Stated goal.
Collect every line in the entries below that contains the word "green", and copy each of those lines in full.
::: Items
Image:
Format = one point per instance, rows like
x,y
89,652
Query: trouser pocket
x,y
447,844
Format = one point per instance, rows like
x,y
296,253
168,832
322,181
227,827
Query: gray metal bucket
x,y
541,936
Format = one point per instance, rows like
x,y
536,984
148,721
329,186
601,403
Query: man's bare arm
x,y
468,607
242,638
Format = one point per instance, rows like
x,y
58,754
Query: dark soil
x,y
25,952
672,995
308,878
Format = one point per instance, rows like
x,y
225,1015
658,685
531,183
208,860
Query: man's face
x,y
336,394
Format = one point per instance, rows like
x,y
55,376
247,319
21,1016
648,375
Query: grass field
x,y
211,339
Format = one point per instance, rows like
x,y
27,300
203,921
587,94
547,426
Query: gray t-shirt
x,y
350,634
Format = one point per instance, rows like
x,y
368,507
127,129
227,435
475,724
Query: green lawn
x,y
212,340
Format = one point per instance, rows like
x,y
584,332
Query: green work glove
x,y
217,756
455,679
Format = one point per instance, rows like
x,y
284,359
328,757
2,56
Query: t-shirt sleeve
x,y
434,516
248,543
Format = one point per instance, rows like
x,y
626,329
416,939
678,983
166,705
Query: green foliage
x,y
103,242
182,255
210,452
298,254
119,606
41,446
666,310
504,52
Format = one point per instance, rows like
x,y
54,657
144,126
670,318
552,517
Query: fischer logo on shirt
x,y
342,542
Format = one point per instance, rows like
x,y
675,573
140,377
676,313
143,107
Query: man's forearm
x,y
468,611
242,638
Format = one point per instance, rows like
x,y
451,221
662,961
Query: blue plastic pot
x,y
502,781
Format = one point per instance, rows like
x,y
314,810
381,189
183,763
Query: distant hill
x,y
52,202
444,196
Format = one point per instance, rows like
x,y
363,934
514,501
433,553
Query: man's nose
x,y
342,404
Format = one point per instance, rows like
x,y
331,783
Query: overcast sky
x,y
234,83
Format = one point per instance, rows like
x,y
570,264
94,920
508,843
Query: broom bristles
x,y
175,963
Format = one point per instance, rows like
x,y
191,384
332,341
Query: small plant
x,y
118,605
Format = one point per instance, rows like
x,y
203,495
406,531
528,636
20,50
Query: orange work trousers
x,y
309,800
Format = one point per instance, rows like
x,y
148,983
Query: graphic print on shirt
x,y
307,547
::::::
Response.
Query: green lawn
Query: green work glove
Query: green foliage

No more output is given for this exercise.